**Records to use:**
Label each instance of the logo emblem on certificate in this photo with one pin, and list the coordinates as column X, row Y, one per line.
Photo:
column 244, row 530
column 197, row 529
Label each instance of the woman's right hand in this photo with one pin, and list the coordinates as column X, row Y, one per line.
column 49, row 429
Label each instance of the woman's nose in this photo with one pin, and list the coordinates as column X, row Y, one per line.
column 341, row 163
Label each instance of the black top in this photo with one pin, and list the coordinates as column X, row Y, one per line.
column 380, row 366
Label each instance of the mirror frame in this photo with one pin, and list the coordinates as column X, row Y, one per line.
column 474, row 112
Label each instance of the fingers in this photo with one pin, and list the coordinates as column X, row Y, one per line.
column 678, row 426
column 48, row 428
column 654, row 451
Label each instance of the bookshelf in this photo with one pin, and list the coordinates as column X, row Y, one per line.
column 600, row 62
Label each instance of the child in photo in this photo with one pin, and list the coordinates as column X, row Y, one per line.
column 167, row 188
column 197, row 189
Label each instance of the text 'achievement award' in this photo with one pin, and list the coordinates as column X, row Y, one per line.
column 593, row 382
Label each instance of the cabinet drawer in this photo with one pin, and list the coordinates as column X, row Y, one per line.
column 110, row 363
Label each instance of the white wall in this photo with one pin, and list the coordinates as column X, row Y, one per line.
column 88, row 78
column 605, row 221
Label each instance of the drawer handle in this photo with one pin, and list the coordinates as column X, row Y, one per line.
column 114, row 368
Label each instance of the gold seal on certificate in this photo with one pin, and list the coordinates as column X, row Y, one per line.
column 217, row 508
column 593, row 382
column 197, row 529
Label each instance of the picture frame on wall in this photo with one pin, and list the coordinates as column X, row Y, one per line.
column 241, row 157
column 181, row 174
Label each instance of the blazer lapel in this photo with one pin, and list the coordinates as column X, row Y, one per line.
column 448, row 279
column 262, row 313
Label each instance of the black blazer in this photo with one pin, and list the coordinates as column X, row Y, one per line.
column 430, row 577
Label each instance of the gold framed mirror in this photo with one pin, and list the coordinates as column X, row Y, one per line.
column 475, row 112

**Exercise requirements:**
An exact copy of every record is required.

**Response area:**
Label each instance of the logo emblem on certificate in this photo with one pin, and list the coordinates as column X, row Y, one per line.
Photo:
column 244, row 530
column 197, row 529
Label each instance of the woman's right hand in this photo with one pin, and list the coordinates as column X, row Y, one per line.
column 49, row 429
Label each instance of the woman's nose in this photo with one pin, and list the coordinates as column X, row Y, one per line.
column 341, row 163
Label each instance of the black top in this photo with one pin, and list the coordinates as column X, row Y, one per line.
column 380, row 366
Label each instance of the mirror frame in this photo with one pin, and list the coordinates as column X, row Y, one per line.
column 474, row 112
Label each instance of the fingers in this photo with one pin, and list the coordinates as column X, row Y, one per line.
column 678, row 426
column 48, row 428
column 654, row 451
Label each instance of the bookshelf in this photo with one pin, and list the coordinates as column X, row Y, one per line.
column 600, row 62
Label each instance of the child in photo in this photo with one pin, and list the coordinates as column X, row Y, one per line.
column 167, row 188
column 197, row 189
Label each instance of the text 'achievement award' in this photo with one pin, and list the coordinates as column X, row Y, one per line.
column 593, row 382
Label each instance of the cabinet drawer in this photo with one pin, and list the coordinates as column X, row Y, one per line.
column 110, row 363
Label each instance of the white wall in this photo with one pin, and list the coordinates as column X, row Y, one per line.
column 88, row 78
column 605, row 221
Label each instance of the drawer handle in this photo with one pin, and list the coordinates as column X, row Y, one per line.
column 114, row 368
Label each instance of the gold seal on certificate in this photo with one pin, and list the coordinates as column X, row Y, one per line.
column 217, row 508
column 593, row 382
column 197, row 529
Label each instance of the picture frame on wall in this photo with one pin, and list the coordinates as column X, row Y, one per line.
column 241, row 157
column 181, row 174
Label each instance of the blazer lapel in this photo with one pin, and list the coordinates as column X, row Y, one per line.
column 448, row 279
column 262, row 313
Label each instance of the black blazer in this photo with one pin, and list the coordinates as column X, row Y, one per line.
column 430, row 577
Label each instance of the gold framed mirror in this photo with one pin, and list the coordinates as column X, row Y, one per line.
column 475, row 112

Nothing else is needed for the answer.